So I have implemented a fully connected one hidden layer neural network in C++ using Eigen for matrix multiplication. It uses minibatch gradient descent.
However, my model cannot get above 50% accuracy on mnist. I have tried learning rates from between 0.0001 and 10. The model does overfit on training sizes < 100 (with ~90% accuracy which is still pretty bad), albeit extremely slowly.
What might be causing this low accuracy and extremely slow learning? My main concern is that the backpropagation is incorrect. Furthermore, I would prefer not to add any other optimization techniques (learning rate schedule, regularization, etc.).

(Recorded data)
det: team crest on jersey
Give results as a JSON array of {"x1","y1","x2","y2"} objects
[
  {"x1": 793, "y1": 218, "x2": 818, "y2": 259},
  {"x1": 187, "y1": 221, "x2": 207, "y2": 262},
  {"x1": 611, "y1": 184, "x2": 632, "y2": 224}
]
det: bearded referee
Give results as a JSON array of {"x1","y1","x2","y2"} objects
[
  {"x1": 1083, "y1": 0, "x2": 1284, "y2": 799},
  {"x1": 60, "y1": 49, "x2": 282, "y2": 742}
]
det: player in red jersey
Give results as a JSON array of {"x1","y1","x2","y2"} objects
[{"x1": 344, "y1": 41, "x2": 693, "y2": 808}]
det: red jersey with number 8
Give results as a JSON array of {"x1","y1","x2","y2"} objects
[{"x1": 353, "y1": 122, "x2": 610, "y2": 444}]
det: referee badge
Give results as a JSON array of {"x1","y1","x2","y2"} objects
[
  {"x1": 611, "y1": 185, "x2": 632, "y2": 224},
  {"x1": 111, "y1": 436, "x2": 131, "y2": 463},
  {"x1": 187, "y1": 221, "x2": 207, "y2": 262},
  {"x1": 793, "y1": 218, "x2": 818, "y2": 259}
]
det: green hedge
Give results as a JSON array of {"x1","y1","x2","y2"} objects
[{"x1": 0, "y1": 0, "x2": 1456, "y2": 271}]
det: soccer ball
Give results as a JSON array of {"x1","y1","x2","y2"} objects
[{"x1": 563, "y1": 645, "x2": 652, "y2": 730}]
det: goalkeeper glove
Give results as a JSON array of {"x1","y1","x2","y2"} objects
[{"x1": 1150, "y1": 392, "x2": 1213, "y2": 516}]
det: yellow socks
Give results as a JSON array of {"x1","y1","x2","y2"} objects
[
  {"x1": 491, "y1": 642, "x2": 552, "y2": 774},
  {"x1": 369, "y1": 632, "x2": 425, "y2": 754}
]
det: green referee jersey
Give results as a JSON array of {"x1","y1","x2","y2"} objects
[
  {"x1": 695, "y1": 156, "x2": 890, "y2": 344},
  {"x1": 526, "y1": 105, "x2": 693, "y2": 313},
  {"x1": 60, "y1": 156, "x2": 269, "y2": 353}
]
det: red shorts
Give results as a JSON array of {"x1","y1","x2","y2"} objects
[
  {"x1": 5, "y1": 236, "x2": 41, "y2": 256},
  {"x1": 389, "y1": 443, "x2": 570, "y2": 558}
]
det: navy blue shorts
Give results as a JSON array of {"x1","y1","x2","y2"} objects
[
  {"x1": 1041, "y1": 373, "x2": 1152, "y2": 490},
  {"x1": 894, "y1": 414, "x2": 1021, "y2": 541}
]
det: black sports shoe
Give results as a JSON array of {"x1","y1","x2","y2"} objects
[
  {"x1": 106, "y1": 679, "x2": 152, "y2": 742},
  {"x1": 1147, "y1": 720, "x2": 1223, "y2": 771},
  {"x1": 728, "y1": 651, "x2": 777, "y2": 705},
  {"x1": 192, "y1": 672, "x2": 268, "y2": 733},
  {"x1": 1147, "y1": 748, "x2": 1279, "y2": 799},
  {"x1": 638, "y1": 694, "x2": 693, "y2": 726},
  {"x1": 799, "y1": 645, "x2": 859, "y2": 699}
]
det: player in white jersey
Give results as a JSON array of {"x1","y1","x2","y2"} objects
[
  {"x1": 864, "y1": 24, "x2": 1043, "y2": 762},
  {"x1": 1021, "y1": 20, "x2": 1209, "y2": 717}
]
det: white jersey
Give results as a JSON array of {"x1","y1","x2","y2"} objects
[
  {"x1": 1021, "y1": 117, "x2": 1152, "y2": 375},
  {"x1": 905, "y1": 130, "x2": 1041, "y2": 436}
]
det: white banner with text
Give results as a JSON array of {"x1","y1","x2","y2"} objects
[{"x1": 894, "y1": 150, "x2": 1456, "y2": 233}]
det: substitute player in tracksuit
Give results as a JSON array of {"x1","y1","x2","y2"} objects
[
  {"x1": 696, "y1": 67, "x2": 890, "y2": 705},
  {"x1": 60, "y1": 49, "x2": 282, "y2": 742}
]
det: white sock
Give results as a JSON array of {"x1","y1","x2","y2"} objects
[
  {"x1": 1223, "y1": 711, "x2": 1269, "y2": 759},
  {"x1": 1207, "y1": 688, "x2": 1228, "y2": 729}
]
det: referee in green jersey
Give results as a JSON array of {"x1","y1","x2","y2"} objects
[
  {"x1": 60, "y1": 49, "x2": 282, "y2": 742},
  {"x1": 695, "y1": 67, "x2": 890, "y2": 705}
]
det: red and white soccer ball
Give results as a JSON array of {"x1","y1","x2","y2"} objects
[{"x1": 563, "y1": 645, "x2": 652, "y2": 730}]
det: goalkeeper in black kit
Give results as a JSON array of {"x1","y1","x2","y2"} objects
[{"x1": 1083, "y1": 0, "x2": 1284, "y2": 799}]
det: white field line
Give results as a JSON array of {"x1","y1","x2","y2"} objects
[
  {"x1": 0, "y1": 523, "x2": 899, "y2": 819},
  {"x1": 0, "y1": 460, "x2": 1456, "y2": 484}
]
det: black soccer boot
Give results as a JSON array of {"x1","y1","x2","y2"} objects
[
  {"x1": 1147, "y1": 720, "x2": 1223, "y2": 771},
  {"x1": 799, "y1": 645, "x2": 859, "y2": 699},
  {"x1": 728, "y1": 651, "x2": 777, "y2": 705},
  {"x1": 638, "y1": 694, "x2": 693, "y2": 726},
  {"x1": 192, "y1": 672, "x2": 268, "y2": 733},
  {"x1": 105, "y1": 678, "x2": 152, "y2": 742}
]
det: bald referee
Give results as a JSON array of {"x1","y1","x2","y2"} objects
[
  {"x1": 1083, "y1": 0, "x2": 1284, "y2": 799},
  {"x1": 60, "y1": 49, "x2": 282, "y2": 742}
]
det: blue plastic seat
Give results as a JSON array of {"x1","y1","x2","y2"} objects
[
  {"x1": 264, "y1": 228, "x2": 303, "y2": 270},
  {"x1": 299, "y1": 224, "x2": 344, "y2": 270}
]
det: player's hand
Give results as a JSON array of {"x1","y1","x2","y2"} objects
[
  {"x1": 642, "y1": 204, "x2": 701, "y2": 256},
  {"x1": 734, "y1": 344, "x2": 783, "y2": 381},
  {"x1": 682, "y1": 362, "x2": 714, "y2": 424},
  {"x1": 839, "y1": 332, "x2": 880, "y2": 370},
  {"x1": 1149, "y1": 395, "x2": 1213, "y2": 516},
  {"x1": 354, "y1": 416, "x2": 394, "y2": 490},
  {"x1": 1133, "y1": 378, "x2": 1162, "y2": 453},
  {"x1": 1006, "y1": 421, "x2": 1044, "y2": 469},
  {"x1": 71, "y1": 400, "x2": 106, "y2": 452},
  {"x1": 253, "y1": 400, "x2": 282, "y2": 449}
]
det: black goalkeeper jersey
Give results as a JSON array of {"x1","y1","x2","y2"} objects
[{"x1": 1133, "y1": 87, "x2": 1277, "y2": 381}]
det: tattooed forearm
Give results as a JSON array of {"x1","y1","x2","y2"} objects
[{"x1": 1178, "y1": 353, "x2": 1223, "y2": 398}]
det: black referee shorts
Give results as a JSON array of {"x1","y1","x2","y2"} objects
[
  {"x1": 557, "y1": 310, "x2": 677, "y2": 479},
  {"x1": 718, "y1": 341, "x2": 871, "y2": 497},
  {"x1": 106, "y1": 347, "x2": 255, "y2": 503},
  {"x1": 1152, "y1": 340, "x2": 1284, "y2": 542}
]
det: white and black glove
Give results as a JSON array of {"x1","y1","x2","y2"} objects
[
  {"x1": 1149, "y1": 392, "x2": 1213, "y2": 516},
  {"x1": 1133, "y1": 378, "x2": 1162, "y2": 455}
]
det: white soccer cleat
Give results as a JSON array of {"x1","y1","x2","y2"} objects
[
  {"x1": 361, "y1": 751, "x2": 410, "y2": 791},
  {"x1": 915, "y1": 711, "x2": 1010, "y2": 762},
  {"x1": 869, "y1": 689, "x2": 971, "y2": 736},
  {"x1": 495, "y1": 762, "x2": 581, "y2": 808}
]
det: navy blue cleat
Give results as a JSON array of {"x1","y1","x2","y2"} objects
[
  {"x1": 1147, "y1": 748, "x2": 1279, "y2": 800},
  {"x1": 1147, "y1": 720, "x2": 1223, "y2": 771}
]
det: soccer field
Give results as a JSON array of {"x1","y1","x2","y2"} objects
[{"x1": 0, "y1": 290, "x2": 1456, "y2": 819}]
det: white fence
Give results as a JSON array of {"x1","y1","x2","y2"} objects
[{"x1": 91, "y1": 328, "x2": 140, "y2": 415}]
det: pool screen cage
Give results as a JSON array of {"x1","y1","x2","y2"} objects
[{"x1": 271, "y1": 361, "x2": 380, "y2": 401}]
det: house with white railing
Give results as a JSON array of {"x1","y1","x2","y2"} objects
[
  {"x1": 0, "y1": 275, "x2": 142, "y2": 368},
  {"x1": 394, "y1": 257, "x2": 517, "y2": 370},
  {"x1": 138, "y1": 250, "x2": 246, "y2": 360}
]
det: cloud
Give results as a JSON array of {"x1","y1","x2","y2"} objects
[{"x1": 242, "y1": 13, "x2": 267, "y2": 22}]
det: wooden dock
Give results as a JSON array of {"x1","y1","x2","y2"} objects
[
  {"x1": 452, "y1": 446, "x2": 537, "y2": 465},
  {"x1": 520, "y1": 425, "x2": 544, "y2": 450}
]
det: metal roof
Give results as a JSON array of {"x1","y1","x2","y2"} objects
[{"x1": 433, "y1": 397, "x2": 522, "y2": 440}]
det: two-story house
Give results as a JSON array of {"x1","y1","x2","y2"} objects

* _EXERCISE INSTRUCTIONS_
Reproduce the entire post about the MNIST neural network word for word.

* _FINAL RESULT_
So I have implemented a fully connected one hidden layer neural network in C++ using Eigen for matrix multiplication. It uses minibatch gradient descent.
However, my model cannot get above 50% accuracy on mnist. I have tried learning rates from between 0.0001 and 10. The model does overfit on training sizes < 100 (with ~90% accuracy which is still pretty bad), albeit extremely slowly.
What might be causing this low accuracy and extremely slow learning? My main concern is that the backpropagation is incorrect. Furthermore, I would prefer not to add any other optimization techniques (learning rate schedule, regularization, etc.).